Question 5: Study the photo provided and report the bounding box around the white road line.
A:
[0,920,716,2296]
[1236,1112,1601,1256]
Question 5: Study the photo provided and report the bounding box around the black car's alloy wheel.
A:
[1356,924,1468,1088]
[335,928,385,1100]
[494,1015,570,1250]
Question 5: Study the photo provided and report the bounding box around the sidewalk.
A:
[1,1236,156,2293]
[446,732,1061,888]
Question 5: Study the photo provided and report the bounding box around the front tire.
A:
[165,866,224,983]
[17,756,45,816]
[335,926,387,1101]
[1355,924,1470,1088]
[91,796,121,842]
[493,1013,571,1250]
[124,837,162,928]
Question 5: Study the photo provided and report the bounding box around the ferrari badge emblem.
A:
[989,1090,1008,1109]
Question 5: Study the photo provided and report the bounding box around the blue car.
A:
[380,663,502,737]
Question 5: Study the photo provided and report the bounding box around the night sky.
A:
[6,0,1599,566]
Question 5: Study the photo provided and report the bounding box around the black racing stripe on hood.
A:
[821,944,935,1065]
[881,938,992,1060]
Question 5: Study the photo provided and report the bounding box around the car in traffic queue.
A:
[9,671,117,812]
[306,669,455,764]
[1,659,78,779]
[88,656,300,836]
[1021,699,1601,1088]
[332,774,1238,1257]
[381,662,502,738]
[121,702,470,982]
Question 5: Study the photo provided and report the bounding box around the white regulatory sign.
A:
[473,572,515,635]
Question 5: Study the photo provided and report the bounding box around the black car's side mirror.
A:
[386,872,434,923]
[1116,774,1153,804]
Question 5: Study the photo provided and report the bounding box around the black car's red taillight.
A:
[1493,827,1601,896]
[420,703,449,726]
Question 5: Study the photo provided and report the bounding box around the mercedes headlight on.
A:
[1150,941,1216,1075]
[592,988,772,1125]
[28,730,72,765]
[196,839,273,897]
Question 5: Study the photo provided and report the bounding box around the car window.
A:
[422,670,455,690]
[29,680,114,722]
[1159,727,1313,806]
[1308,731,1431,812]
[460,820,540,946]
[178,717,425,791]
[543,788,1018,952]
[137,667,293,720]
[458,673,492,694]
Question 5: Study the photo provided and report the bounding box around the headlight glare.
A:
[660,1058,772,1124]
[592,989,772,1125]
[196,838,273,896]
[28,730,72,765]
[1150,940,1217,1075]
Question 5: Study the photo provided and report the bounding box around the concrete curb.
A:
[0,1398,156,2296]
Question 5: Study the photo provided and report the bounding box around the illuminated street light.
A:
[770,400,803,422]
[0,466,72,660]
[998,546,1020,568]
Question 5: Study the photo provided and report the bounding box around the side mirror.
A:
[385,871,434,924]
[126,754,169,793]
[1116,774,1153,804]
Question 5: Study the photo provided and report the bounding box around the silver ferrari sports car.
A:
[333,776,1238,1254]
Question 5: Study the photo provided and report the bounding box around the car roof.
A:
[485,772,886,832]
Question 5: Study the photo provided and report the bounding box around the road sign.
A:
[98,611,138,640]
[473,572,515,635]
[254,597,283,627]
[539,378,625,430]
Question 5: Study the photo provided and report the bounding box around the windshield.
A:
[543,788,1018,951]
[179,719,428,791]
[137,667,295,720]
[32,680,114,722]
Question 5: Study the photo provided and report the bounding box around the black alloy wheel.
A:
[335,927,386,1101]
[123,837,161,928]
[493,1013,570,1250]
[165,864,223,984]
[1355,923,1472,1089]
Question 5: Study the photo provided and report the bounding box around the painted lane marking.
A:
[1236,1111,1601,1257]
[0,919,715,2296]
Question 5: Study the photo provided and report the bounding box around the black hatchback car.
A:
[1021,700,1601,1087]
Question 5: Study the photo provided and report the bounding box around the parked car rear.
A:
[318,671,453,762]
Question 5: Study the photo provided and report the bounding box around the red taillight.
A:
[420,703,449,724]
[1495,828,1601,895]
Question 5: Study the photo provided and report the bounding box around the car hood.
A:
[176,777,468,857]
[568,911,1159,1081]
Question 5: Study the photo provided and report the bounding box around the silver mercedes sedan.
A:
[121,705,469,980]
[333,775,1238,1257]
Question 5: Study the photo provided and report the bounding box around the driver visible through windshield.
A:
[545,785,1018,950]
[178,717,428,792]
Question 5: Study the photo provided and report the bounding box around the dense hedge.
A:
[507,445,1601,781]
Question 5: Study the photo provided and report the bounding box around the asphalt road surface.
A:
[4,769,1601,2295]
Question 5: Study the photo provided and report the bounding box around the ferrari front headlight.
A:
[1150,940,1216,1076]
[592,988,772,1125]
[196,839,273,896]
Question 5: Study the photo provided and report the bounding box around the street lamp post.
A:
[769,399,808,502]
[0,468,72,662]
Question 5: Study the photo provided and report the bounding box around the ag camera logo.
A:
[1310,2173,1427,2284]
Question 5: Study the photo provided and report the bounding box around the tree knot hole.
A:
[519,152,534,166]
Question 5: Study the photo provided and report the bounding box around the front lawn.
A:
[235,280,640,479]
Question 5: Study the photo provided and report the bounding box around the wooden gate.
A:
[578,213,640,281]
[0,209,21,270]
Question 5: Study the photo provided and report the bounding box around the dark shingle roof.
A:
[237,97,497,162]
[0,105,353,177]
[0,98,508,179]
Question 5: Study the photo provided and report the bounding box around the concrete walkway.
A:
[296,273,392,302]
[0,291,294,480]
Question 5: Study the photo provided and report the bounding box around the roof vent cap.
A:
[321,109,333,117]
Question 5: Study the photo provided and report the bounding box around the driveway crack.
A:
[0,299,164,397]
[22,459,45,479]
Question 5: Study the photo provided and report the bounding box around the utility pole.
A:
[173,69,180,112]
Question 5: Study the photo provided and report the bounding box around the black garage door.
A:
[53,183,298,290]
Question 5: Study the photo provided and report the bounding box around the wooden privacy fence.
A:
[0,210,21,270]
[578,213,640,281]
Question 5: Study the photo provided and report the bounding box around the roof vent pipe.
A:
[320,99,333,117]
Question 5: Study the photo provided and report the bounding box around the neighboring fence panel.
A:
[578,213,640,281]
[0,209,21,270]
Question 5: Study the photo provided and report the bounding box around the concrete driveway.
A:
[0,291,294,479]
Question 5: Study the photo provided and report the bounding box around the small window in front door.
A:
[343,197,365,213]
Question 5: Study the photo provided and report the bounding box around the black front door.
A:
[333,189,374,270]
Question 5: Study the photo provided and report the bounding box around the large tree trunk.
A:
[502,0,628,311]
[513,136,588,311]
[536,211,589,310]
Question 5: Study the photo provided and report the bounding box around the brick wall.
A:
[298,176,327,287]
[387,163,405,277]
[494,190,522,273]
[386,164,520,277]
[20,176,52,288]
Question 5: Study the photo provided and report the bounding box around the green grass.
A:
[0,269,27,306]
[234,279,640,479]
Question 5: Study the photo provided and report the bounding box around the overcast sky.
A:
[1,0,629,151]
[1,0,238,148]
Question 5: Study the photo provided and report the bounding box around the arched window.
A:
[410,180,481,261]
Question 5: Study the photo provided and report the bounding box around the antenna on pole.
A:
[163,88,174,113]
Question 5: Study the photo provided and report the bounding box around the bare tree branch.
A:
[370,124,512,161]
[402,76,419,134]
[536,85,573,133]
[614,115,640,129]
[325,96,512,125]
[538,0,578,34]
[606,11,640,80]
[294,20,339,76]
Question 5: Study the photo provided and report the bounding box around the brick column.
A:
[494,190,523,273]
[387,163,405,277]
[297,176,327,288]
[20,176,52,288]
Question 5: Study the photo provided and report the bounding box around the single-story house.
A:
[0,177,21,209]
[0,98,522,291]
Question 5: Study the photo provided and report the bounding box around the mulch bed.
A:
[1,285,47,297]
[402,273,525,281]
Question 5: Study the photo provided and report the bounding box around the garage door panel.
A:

• • •

• **Problem to work on**:
Your task is to output all of the data above word for word.

• **Answer to this task**:
Question 5: Study the photo provided and report the bounding box around the white road line.
A:
[0,920,716,2296]
[1236,1112,1601,1256]
Question 5: Study the photo provided and report the bounding box around the black car's alloy wheel.
A:
[1356,924,1468,1088]
[335,928,385,1100]
[494,1015,570,1250]
Question 5: Study the photo provided and report the bounding box around the sidewalk.
A:
[1,1236,156,2293]
[446,732,1061,888]
Question 5: Study the photo provided and report the bounding box around the front tire.
A:
[165,866,224,983]
[17,756,45,816]
[335,926,387,1101]
[1355,924,1470,1088]
[91,796,121,842]
[493,1013,571,1250]
[124,837,162,928]
Question 5: Study the photo provided and report the bounding box around the ferrari badge emblem.
A:
[989,1090,1008,1109]
Question 5: Study the photo provided and report the bounding box around the blue car.
A:
[380,663,502,737]
Question 5: Study the photo provided and report the bounding box around the night sky.
A:
[6,0,1599,566]
Question 5: Study the photo provided and report the bounding box around the black racing stripe on hood.
A:
[821,944,935,1065]
[881,938,992,1060]
Question 5: Study the photo provided and report the bounding box around the car in traffic queue.
A:
[9,671,117,812]
[306,669,455,764]
[1,659,78,779]
[88,656,300,836]
[1021,699,1601,1088]
[332,774,1238,1257]
[381,662,502,738]
[121,702,470,982]
Question 5: Study the photo provided and report the bounding box around the white regulatory sign.
A:
[473,572,515,635]
Question 5: Study the photo provided and report the bounding box around the black car's side mirror.
A:
[386,872,434,923]
[1116,774,1153,804]
Question 5: Study the photo provided and report the bounding box around the black car's red taillight.
A:
[1493,827,1601,896]
[420,703,449,726]
Question 5: Study the photo provided and report the bounding box around the mercedes headlight on.
A:
[1150,941,1216,1075]
[592,988,772,1125]
[28,730,72,765]
[196,839,273,897]
Question 5: Study the photo provided and report the bounding box around the car window.
A:
[422,670,455,690]
[29,680,114,722]
[1159,727,1313,806]
[1308,731,1431,812]
[460,820,540,946]
[178,717,425,791]
[543,788,1018,952]
[137,667,293,720]
[458,673,492,694]
Question 5: Study the photo provided and report the bounding box around the headlight glare.
A:
[660,1058,772,1124]
[592,989,772,1125]
[196,838,273,896]
[28,730,72,765]
[1150,940,1217,1075]
Question 5: Study the photo provided and report the bounding box around the concrete curb.
A:
[0,1398,156,2296]
Question 5: Study the photo provided and report the bounding box around the illuminated street light.
A:
[770,400,803,422]
[0,466,72,660]
[998,546,1020,568]
Question 5: Study the photo provided and report the bounding box around the side mirror.
A:
[385,871,434,924]
[126,754,169,793]
[1116,774,1153,804]
Question 5: Study the photo provided and report the bounding box around the silver ferrari sports car.
A:
[333,776,1238,1254]
Question 5: Study the photo provided and report the bounding box around the car roof.
A:
[485,772,886,832]
Question 5: Study the photo provided and report the bounding box around the road sign.
A:
[98,611,138,640]
[473,572,515,635]
[254,597,283,627]
[539,378,625,430]
Question 5: Study the photo provided and report the bounding box around the windshield.
A:
[543,788,1018,951]
[179,719,428,791]
[137,667,295,720]
[32,680,114,722]
Question 5: Study the photo provided and report the bounding box around the black alloy wheel.
A:
[335,927,386,1101]
[123,837,161,928]
[493,1013,570,1250]
[165,864,223,984]
[1355,923,1472,1089]
Question 5: Study the photo provided and report the bounding box around the painted lane marking.
A:
[1236,1111,1601,1257]
[0,919,715,2296]
Question 5: Study the photo provided and report the bounding box around the black hatchback car.
A:
[1021,700,1601,1087]
Question 5: Study the photo provided and report the bounding box around the parked car rear.
A:
[318,671,453,762]
Question 5: Study the photo provided and report the bounding box around the red taillight.
A:
[420,703,449,724]
[1495,828,1601,895]
Question 5: Study the photo provided and report the bounding box around the car hood.
A:
[176,777,468,857]
[568,911,1159,1081]
Question 5: Study the photo provided and report the bounding box around the silver mercedes sedan.
A:
[121,705,469,980]
[333,775,1238,1257]
Question 5: Study the photo provided and report the bounding box around the driver visible through windshield.
A:
[545,785,1018,950]
[178,717,428,792]
Question 5: Study the photo provided and report the bounding box around the dense hedge.
A:
[507,445,1601,781]
Question 5: Study the photo provided and report the bounding box around the asphalt road surface.
A:
[4,769,1601,2295]
Question 5: Study the photo provided and report the bounding box around the ferrari front headlight.
A:
[1150,940,1216,1076]
[592,988,772,1125]
[196,839,273,896]
Question 5: Study the photo provided and report the bounding box around the street lamp post.
A:
[769,399,808,502]
[0,468,72,662]
Question 5: Study the photo provided and report the bounding box around the ag camera logo.
A:
[1310,2173,1427,2284]
Question 5: Study the photo provided and report the bounding box around the tree knot hole.
A:
[519,152,534,166]
Question 5: Study the photo provided and report the bounding box around the front lawn.
A:
[235,280,640,479]
Question 5: Study the photo provided and report the bounding box around the wooden gate.
A:
[578,213,640,281]
[0,209,21,270]
Question 5: Study the photo provided and report the bounding box around the dark shingle roof.
A:
[237,97,497,162]
[0,105,353,177]
[0,98,508,179]
Question 5: Study the photo provided and report the bounding box around the concrete walkway.
A:
[296,273,392,302]
[0,291,294,480]
Question 5: Study the photo provided and report the bounding box around the roof vent cap.
A:
[321,109,333,117]
Question 5: Study the photo provided and report the bounding box around the driveway crack.
A:
[0,299,164,397]
[22,459,45,479]
Question 5: Study the photo provided and report the bounding box around the utility pole.
A:
[173,69,180,112]
Question 5: Study the photo provided and report the bounding box around the black garage door.
A:
[53,183,298,290]
Question 5: Study the photo provided and report the bounding box around the wooden privacy fence.
A:
[0,210,21,270]
[578,213,640,281]
Question 5: Study the photo provided and report the bounding box around the roof vent pipe.
A:
[320,99,333,117]
Question 5: Study the photo provided and report the bounding box around the neighboring fence panel.
A:
[578,213,640,281]
[0,209,21,270]
Question 5: Study the photo provided and report the bounding box around the concrete driveway.
A:
[0,291,294,479]
Question 5: Study the photo provided and report the bounding box around the small window in front door.
A:
[343,197,365,213]
Question 5: Study the photo provided and report the bounding box around the black front door.
A:
[333,189,374,270]
Question 5: Study the photo provided and report the bounding box around the large tree trunk.
A:
[502,0,628,311]
[513,136,588,311]
[536,211,589,310]
Question 5: Study the photo provided and report the bounding box around the brick wall.
A:
[298,176,327,287]
[387,163,405,277]
[494,190,522,273]
[386,164,520,277]
[20,176,52,288]
Question 5: Study the photo provided and report the bounding box around the green grass.
A:
[0,269,27,306]
[234,279,640,479]
Question 5: Study the photo provided and report the bounding box around the overcast sky.
A:
[1,0,629,151]
[1,0,238,148]
Question 5: Study the photo provided and report the bounding box around the arched window.
A:
[410,180,481,261]
Question 5: Study the photo provided and report the bounding box around the antenna on pole.
A:
[163,88,174,113]
Question 5: Study the photo provided and report the bounding box around the bare tree branch.
A:
[370,124,512,161]
[402,76,419,134]
[536,85,573,133]
[614,115,640,129]
[325,96,512,125]
[538,0,578,34]
[606,11,640,80]
[294,20,339,76]
Question 5: Study the photo provided and report the bounding box around the brick column.
A:
[494,190,523,273]
[387,163,405,277]
[297,176,327,288]
[20,176,52,288]
Question 5: Study the photo provided and report the bounding box around the single-story house.
A:
[0,177,21,209]
[0,98,522,291]
Question 5: Study the photo provided and report the bounding box around the mulch bed.
A:
[1,285,47,297]
[402,273,525,281]
Question 5: Study the photo provided and report the bounding box around the garage door panel.
A:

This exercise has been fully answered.